=== Required action ===
Count the lines in the items below that contain the string "positive", and reply with the number alone.

⟨

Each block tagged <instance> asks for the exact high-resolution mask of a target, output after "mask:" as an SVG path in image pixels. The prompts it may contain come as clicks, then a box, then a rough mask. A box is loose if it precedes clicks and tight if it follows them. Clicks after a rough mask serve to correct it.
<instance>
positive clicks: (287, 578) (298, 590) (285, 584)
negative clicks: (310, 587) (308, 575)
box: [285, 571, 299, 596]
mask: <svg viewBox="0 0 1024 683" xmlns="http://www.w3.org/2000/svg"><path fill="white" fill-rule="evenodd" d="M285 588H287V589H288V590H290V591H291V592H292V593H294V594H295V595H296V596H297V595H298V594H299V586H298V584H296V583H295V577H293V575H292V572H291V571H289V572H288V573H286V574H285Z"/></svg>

⟩
⟨

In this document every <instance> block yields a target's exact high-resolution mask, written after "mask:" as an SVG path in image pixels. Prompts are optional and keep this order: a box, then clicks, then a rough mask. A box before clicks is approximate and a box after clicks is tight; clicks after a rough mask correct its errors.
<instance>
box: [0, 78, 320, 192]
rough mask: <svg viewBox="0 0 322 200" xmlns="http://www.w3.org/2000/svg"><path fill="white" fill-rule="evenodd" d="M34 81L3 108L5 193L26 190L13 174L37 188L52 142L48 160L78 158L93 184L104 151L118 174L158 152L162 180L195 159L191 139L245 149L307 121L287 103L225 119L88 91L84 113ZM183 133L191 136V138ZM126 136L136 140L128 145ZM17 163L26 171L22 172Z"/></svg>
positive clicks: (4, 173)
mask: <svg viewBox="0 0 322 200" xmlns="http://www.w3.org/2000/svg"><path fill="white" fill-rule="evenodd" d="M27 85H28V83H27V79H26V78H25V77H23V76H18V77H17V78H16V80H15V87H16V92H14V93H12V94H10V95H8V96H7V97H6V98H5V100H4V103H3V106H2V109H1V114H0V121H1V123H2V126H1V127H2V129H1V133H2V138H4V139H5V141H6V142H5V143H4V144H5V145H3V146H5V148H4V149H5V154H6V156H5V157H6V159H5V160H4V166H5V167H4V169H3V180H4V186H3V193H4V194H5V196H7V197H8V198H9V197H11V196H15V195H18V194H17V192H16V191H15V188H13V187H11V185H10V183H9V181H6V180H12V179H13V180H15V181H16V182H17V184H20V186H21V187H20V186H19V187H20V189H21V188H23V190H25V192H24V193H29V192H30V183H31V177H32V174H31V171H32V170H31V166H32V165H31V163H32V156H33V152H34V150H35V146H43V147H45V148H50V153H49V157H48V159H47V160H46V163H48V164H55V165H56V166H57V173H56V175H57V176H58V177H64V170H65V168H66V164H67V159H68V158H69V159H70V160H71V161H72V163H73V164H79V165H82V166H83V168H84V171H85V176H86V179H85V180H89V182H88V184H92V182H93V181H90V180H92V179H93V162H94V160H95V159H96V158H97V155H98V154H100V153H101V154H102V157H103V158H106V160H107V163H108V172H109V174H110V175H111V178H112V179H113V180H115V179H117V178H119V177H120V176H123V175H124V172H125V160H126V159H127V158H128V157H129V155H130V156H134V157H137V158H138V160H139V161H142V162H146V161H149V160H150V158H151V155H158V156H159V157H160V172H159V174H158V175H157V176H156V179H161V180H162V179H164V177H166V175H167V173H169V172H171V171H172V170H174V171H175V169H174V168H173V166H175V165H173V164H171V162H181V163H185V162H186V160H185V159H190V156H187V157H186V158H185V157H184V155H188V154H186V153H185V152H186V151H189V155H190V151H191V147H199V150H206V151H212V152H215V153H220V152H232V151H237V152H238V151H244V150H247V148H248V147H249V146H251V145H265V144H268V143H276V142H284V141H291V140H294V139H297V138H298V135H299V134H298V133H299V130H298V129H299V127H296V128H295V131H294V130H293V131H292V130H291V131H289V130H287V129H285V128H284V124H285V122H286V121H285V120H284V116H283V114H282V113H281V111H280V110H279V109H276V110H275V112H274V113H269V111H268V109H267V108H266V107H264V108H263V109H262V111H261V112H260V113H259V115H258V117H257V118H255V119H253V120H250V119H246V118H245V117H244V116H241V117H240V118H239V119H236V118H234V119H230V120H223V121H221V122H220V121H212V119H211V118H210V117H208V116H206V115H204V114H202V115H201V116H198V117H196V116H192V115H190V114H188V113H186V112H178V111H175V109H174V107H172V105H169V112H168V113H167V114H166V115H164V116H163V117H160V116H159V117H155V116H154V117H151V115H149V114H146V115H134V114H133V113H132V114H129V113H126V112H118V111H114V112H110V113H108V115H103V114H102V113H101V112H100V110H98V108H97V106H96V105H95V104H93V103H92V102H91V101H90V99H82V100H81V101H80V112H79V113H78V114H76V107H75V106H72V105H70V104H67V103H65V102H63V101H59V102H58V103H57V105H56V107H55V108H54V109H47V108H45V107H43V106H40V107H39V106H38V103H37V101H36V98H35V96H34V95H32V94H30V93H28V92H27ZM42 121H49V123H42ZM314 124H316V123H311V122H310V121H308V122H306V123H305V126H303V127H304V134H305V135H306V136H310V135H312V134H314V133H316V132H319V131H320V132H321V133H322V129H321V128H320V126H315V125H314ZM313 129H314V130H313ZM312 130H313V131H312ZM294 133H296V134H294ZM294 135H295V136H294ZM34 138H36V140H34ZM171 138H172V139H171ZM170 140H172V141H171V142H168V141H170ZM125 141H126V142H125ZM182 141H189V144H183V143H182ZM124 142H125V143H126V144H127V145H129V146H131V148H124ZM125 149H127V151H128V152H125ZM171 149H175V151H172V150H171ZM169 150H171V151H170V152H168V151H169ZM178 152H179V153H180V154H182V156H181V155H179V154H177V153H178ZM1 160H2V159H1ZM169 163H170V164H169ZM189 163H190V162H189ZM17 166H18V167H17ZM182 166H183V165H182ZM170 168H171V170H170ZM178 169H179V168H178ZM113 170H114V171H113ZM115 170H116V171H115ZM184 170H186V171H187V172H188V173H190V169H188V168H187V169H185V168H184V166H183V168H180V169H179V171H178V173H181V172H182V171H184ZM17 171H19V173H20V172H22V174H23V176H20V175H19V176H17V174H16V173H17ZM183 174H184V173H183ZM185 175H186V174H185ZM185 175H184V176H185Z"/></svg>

⟩

=== Reply to the task ===
2